- TEXT ZUR ANALYSE -
▼
Das „bierernste“ chilli-Horoskop: Die Finanz-Edition von Hobby-Astronaut Philip Thomas 4Literatur & Kolumnen | 11.10.2024 | Philip Thomas

Vor lauter Scheinen sieht chilli-Orakel Philip Thomas schon Sterne. Nach mehr oder weniger fokussiertem Studium der Himmelskörper verrät er, wie es um unsere Zukunft so steht.
Fast jeder Fünfte in Deutschland hält mindestens eine Aktie. Kein Wunder: Deine Eltern konnten ihr Geld noch auf die Bank bringen und den Scheinen beim Wachsen zusehen. Wer heute ein Sparbuch eröffnet, bekommt nicht mal ein Prozent Zinsen. Dagegen steht eine Inflationsrate von mehr als zwei Prozent. Du verlierst also auch Geld, wenn du nicht zockst.
Charme kann man nicht kaufen. Und niemand ist vor dir sicher: Die hübsche Kassiererin im Supermarkt, die Dame am Kiosk, auch dem Bibliothekar zwinkerst du gerne mal zu. Bei der Lady hinter dem Bank-Schalter beißt du dir allerdings die Zähne aus. Mit einer Person zu flirten, die deinen Kontostand kennt, ist auf jeden Fall was für Profis.
Eigentlich bist du nicht materialistisch und am schnöden Mammon liegt dir nichts. Du hast eben bloß ein Faible für Uhren aus der Schweiz, Sportwagen aus Italien und Steaks aus Argentinien. Aber Geld ist nicht alles im Leben. Manchmal braucht man nämlich auch Gold und Wertpapiere.
▲
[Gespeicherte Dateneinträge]
▼
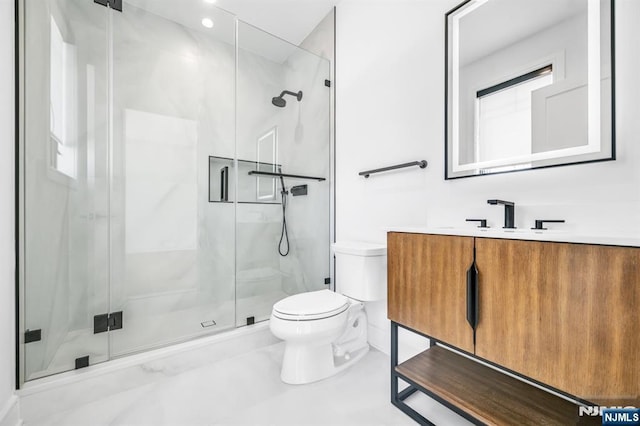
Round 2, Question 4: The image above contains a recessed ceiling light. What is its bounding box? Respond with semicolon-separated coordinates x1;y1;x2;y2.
202;18;213;28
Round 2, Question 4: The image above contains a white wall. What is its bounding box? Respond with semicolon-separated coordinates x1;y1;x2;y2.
0;0;19;426
336;0;640;348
▲
- ZIEL DER AUFGABE -
Schreiben Sie aus dem Finanz-Horoskop den Abschnitt, der mit den Worten „Vor lauter Scheinen“ beginnt und mit „was für Profis.“ schließt, wortgetreu ab. Die Daten werden für die Bearbeitung nicht benötigt.

- ERGEBNIS DER ÜBUNG -
Vor lauter Scheinen sieht chilli-Orakel Philip Thomas schon Sterne. Nach mehr oder weniger fokussiertem Studium der Himmelskörper verrät er, wie es um unsere Zukunft so steht.
Fast jeder Fünfte in Deutschland hält mindestens eine Aktie. Kein Wunder: Deine Eltern konnten ihr Geld noch auf die Bank bringen und den Scheinen beim Wachsen zusehen. Wer heute ein Sparbuch eröffnet, bekommt nicht mal ein Prozent Zinsen. Dagegen steht eine Inflationsrate von mehr als zwei Prozent. Du verlierst also auch Geld, wenn du nicht zockst.
Charme kann man nicht kaufen. Und niemand ist vor dir sicher: Die hübsche Kassiererin im Supermarkt, die Dame am Kiosk, auch dem Bibliothekar zwinkerst du gerne mal zu. Bei der Lady hinter dem Bank-Schalter beißt du dir allerdings die Zähne aus. Mit einer Person zu flirten, die deinen Kontostand kennt, ist auf jeden Fall was für Profis.